**What is required:** Give the listing again character for character, but drop the images.

**Data shown:**
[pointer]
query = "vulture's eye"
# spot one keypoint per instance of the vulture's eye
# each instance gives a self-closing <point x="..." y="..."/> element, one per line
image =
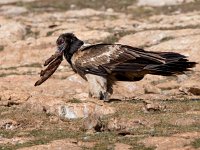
<point x="60" y="41"/>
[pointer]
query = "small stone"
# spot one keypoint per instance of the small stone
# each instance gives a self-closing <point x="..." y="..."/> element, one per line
<point x="93" y="122"/>
<point x="152" y="106"/>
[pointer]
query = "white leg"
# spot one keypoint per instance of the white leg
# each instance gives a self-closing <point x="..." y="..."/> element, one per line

**Expected answer:**
[pointer]
query = "vulture's eye"
# spot one keypoint per instance of the vulture's eye
# each instance gives a self-closing <point x="..." y="..."/> element, one per line
image =
<point x="60" y="41"/>
[pointer]
query = "small stone"
# spot one keypoint per instance of the small stone
# each instance gives a self-closing <point x="..." y="..."/> element, one per line
<point x="93" y="122"/>
<point x="152" y="106"/>
[pointer]
query = "white leg"
# spot one keypoint per instance of the white leg
# each instance gives a self-closing <point x="..." y="..."/> element, one per line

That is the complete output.